WORK TO DO: Can you copy out, word for word, every line from the one containing "Target — dark suit" through the last line of the items below?

** START EXTRACTED RECORDS **

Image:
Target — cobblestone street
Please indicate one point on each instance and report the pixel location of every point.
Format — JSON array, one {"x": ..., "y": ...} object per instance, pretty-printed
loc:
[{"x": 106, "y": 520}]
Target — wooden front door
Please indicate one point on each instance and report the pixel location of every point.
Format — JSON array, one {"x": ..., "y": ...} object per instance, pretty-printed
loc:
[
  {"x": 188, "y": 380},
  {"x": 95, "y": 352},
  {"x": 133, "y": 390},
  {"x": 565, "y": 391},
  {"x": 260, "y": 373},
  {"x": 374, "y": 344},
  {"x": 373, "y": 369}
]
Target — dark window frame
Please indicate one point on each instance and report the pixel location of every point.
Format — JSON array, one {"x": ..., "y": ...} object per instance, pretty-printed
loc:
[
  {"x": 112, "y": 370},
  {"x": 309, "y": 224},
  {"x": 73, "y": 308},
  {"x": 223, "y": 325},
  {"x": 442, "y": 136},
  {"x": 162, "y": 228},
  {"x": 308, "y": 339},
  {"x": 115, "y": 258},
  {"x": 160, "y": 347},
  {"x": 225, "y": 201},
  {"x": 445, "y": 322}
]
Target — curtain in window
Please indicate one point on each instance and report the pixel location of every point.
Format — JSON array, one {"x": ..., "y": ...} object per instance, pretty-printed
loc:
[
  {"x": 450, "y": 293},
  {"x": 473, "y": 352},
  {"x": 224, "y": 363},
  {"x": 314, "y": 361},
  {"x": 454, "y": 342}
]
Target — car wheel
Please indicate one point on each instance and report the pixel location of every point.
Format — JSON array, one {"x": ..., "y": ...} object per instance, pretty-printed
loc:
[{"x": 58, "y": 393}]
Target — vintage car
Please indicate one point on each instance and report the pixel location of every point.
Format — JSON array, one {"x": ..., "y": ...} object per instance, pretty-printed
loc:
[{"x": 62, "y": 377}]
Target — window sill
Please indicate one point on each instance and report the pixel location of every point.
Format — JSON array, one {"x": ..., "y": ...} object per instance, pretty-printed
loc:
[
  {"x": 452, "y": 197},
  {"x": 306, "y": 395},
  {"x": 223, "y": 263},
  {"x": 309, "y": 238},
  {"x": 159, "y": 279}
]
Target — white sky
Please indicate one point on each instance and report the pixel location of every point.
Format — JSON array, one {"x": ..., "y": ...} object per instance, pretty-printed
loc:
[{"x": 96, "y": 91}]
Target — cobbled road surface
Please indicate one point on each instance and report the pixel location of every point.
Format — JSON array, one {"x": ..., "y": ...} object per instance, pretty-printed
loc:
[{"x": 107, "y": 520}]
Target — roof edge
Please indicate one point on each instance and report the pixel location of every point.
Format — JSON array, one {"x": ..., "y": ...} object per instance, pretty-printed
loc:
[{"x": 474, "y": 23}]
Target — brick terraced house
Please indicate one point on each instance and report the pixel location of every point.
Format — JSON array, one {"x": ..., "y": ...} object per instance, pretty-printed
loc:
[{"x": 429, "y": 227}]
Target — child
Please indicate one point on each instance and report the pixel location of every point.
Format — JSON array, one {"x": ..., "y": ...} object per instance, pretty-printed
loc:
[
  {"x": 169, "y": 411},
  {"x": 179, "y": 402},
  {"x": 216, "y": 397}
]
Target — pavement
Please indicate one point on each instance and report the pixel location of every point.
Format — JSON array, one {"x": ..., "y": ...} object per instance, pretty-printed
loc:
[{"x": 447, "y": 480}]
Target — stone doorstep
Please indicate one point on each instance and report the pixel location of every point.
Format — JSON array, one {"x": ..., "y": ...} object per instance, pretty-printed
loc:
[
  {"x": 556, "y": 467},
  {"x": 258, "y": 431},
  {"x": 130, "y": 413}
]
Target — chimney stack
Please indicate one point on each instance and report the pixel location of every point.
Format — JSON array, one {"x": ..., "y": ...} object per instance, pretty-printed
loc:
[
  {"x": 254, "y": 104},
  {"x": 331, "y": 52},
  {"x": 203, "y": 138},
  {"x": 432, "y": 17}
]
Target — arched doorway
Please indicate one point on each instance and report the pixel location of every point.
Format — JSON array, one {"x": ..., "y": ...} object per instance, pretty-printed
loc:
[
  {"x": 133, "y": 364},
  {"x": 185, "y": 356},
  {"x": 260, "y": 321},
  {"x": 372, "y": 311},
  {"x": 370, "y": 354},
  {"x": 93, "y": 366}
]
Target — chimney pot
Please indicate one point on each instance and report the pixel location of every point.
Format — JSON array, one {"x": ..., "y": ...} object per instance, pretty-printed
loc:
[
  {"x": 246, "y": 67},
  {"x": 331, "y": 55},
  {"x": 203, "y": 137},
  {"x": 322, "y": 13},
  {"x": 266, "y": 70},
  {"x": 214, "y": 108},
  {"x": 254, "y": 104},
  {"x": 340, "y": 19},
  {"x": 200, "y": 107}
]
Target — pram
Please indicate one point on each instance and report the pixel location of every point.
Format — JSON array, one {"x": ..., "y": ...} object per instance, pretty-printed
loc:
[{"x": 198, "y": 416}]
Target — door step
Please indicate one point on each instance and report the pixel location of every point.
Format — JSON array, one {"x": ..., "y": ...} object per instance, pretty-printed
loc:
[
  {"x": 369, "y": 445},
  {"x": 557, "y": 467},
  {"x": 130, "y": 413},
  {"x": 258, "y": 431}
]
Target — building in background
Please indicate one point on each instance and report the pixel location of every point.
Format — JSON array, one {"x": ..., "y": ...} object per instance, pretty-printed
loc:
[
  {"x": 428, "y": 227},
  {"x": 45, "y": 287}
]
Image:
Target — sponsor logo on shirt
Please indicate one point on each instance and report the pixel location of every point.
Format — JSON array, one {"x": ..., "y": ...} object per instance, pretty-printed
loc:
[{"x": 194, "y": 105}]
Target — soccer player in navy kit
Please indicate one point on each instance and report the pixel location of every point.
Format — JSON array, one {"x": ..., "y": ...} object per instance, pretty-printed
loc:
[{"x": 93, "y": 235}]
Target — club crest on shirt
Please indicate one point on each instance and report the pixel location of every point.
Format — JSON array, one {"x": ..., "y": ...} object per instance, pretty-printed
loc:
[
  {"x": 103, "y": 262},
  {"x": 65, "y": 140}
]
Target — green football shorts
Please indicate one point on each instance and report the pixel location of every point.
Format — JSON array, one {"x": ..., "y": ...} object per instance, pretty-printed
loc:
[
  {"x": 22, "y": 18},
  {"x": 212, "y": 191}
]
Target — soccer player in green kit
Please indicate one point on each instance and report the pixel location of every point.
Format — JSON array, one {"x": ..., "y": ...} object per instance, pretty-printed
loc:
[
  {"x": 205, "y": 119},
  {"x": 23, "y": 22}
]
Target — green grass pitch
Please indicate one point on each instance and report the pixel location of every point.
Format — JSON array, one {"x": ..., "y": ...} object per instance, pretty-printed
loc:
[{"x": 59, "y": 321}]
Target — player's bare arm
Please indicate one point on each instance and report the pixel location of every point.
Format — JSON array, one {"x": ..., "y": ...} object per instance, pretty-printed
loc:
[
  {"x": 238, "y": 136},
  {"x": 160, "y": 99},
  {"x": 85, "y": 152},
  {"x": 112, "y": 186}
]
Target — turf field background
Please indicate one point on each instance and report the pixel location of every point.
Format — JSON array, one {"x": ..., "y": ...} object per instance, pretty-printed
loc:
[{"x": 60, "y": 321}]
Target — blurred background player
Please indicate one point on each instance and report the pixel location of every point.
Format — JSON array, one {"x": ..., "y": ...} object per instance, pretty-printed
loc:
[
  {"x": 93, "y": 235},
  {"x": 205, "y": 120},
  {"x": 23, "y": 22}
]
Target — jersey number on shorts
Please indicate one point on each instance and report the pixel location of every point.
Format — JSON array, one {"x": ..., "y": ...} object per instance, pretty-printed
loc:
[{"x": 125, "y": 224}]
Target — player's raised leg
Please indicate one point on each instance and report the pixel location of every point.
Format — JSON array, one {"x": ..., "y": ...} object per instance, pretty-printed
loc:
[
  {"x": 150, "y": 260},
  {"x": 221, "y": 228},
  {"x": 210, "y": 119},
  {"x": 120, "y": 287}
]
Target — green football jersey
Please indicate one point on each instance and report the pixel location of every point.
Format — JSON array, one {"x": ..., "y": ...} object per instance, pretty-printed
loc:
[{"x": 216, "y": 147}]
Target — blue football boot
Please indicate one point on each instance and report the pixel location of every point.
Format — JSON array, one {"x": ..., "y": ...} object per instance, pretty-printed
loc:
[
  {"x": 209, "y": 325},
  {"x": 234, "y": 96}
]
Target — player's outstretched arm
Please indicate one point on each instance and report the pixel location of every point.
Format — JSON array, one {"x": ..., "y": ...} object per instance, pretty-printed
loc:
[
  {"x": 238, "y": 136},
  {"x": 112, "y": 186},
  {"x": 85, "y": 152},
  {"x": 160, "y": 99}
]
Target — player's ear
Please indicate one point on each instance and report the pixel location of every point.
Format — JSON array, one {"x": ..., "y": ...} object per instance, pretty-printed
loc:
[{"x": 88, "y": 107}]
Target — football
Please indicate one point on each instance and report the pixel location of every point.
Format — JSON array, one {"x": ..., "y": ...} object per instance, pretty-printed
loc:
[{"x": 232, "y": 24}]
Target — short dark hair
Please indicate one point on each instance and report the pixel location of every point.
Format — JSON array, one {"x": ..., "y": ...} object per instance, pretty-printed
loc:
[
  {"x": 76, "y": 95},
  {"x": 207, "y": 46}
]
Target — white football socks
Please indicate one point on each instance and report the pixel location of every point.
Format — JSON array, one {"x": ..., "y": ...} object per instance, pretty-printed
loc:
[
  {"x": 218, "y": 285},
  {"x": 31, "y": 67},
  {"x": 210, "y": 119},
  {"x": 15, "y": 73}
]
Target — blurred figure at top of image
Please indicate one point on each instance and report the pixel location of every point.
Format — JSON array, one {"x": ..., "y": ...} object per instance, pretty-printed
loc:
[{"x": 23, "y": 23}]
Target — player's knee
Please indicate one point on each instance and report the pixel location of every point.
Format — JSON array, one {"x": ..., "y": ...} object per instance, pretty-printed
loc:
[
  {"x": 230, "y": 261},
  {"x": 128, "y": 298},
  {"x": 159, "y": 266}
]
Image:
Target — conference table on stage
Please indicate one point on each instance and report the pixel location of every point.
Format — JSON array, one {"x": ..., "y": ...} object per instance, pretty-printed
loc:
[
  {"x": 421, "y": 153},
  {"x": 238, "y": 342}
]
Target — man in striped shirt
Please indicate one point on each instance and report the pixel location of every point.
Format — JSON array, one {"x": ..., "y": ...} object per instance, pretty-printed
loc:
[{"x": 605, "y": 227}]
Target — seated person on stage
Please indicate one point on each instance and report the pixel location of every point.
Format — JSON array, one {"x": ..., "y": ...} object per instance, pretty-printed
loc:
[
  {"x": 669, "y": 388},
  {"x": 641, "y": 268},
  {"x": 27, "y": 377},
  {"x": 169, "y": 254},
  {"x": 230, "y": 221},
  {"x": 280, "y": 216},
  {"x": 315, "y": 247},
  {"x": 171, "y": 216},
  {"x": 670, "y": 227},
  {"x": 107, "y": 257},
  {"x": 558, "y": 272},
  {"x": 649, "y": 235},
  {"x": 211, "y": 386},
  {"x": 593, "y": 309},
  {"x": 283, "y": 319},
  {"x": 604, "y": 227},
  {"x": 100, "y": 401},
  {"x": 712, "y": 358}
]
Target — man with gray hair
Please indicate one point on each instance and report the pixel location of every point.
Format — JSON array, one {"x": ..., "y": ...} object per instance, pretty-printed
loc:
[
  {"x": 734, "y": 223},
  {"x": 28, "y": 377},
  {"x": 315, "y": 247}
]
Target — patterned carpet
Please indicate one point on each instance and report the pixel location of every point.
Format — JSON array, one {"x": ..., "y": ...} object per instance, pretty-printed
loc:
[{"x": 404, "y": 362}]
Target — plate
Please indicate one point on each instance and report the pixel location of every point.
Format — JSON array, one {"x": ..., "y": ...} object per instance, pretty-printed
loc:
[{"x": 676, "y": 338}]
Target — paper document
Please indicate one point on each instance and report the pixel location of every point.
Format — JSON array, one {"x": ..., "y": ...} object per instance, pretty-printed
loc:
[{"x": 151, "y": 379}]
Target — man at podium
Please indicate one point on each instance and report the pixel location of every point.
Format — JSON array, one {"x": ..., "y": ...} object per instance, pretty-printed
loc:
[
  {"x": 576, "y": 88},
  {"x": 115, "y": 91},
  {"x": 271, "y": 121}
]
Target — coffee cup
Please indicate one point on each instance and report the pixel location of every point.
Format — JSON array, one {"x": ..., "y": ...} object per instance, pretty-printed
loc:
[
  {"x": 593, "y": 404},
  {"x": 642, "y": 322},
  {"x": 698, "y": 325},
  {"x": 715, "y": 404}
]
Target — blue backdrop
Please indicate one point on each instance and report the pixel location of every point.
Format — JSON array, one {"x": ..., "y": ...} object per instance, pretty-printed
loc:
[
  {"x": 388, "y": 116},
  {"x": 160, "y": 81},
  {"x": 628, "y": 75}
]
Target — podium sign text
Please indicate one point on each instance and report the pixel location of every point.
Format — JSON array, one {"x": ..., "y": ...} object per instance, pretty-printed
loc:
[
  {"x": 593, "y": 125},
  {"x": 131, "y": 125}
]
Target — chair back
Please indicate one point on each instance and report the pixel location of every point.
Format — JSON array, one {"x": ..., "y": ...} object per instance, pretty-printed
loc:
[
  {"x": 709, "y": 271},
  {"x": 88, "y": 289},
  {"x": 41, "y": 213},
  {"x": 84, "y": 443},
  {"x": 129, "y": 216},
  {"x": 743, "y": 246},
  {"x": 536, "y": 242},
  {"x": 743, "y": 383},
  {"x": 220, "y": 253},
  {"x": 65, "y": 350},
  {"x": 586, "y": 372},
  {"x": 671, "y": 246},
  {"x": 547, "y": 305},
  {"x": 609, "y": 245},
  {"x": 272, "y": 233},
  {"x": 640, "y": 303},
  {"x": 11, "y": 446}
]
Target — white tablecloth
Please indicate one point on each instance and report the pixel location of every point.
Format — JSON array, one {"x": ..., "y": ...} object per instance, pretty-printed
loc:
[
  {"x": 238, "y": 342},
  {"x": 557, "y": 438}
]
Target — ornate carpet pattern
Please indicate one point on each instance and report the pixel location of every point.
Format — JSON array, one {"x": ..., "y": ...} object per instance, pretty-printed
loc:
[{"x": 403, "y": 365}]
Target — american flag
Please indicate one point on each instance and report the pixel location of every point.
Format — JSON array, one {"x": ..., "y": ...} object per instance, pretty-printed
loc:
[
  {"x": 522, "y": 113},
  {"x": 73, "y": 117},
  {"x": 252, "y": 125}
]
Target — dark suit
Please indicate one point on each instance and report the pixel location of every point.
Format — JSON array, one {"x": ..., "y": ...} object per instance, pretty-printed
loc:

** END EXTRACTED RECORDS **

CORRECT ANSWER:
Target — dark suit
Please indicate one point on each instance and report the pixel location of every point.
Format — JSON array, one {"x": ..., "y": ...} object per instance, pretty-printed
loc:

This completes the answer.